## Exercise prompt
According to the article on Amazon's and Google's ties with police and the military, why are the companies' current deals even more open to criticism than the data sharing that Edward Snowden revealed? Answer in one to three sentences.

## Excerpted passage

Amazon and Google Are Cultivating Quiet Ties With Police and Military. That’s Becoming a Big Problem
Civil rights groups are outraged about Amazon’s supply of facial recognition technology to law enforcement organizations in the U.S.
The American Civil Liberties Union (ACLU) and 40 other groups on Tuesday demanded that Amazon stop allowing governments to use its Rekognition tool, which the company says can monitor “all faces in group photos, crowded events, and public places.” Existing customers include the city of Orlando and the Washington Country Sheriff’s Office in Oregon, which has built a database of 300,000 mugshot photos to use with Rekognition.
“With Rekognition, a government can now build a system to automate the identification and tracking of anyone,” the ACLU warned in a blog post.
“With this technology, police would be able to determine who attends protests. ICE could seek to continuously monitor immigrants as they embark on new lives. Cities might routinely track their own residents, whether they have reason to suspect criminal activity or not. As with other surveillance technologies, these systems are certain to be disproportionately aimed at minority communities.”
Amazon is defending its tech. “Our quality of life would be much worse today if we outlawed new technology because some people could choose to abuse the technology,” it said in a statement. “Imagine if customers couldn’t buy a computer because it was possible to use that computer for illegal purposes.”
The affair carries echoes of the storm at Google over that company’s “Project Maven” deal with the Pentagon. The deal sees Google supplying the U.S. military with “artificial intelligence” technology for sifting through drone video footage. Employees fear the tech could help target people for death, and some have resigned in protest.
It’s not like there hasn’t been outrage in the past over Big Tech’s links with the U.S. authorities. Edward Snowden’s revelations about programs such as Prism, through which major online platforms provide customer data to intelligence services, were explosive and widely absorbed—but that was a matter of legal compulsion.
Amazon and Google’s controversial deals are a commercial affair, and therefore even more open to criticism. Supplying technology to the military may not be an inherently bad thing—indeed, Google, IBM, Amazon and Microsoft are all currently jostling to sell cloud services to the Pentagon—but nobody is forcing these companies to supply more sensitive image-recognition technology to those who might use it in violation of human or civil rights.
It’s worth noting that some companies are very aware of the ethical considerations around the sale of their cutting-edge tools. Microsoft, for example, told Wired earlier this month that it has refused certain contracts that would have seen the company build custom AI systems, thanks to the deliberations of an internal ethics board.
Google has also talked about setting up new ethical principles to guide its sales. Then again, Google has also just removed any references to its old “Don’t be evil” motto from its employee code of conduct.
The U.S. is still a way off from mirroring the situation in China, where companies such as Alibaba are helping the government build a civil-rights-trampling “social credit” system that would involve mass surveillance with frequent real-life consequences. But the ties between America’s big tech firms and authorities are still clearly getting too cozy for many people inside and outside those corporations.

## Data under study
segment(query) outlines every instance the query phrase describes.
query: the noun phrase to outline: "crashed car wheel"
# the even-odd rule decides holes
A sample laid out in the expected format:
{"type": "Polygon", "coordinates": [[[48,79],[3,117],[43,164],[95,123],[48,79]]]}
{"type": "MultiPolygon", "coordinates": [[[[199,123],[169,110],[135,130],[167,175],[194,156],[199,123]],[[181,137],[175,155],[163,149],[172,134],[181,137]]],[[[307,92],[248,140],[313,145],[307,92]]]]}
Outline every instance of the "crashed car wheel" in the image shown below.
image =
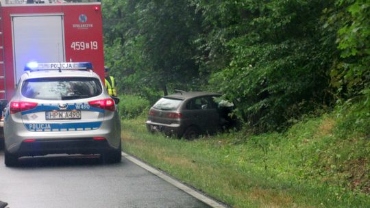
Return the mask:
{"type": "Polygon", "coordinates": [[[194,140],[199,136],[199,130],[195,127],[190,127],[186,129],[183,136],[188,140],[194,140]]]}

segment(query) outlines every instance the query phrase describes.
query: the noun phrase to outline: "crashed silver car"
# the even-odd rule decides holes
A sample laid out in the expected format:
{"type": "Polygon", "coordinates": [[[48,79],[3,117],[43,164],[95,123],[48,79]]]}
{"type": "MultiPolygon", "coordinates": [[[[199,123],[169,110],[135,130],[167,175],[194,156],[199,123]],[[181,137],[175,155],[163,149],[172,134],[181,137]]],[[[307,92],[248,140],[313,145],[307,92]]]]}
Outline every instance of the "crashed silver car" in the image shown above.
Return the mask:
{"type": "Polygon", "coordinates": [[[32,63],[4,116],[5,164],[48,154],[100,154],[121,159],[114,101],[89,62],[32,63]]]}

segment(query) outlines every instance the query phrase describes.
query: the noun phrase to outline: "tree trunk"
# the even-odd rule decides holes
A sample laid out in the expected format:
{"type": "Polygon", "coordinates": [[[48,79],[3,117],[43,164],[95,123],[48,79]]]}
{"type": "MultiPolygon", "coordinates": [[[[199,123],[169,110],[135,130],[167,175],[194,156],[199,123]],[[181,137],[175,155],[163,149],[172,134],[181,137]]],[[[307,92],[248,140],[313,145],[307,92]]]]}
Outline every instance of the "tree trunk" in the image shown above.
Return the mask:
{"type": "Polygon", "coordinates": [[[164,96],[166,96],[169,94],[169,92],[167,91],[167,86],[166,86],[165,83],[162,84],[162,90],[163,90],[163,94],[164,96]]]}

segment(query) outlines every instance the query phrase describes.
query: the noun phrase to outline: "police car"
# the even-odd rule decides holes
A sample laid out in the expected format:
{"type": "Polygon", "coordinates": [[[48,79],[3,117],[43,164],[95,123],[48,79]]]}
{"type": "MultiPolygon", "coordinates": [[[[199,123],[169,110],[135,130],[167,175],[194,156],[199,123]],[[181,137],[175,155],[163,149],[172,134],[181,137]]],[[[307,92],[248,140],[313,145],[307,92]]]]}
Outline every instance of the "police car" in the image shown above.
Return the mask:
{"type": "Polygon", "coordinates": [[[7,166],[23,156],[60,153],[121,161],[116,103],[92,68],[90,62],[27,64],[5,111],[7,166]]]}

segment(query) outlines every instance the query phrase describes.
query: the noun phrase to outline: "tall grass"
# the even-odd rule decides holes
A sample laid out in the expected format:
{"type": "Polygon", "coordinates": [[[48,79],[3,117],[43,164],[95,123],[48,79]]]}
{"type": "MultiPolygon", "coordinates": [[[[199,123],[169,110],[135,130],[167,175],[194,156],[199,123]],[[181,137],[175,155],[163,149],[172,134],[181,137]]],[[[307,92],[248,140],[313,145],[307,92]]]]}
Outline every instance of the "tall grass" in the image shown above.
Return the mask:
{"type": "Polygon", "coordinates": [[[188,142],[147,132],[140,116],[123,121],[123,148],[234,207],[367,207],[369,140],[338,136],[336,119],[307,119],[282,133],[242,131],[188,142]]]}

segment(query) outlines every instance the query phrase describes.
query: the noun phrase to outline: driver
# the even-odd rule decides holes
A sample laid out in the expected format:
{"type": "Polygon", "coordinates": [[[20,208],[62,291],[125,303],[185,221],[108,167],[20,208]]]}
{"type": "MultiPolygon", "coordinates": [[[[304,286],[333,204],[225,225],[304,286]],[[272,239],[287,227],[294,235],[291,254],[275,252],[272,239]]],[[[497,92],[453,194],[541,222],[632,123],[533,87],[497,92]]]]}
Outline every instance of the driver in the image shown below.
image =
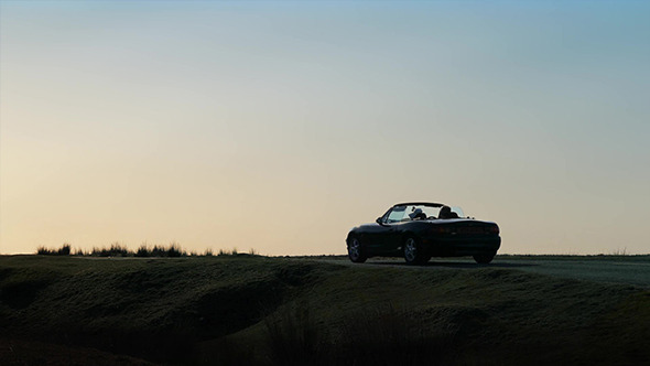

## Exercise answer
The data sharing under programs such as Prism was a matter of legal compulsion, while the Amazon and Google deals are commercial. Nobody is forcing these companies to supply sensitive image-recognition technology to those who might use it in violation of human or civil rights.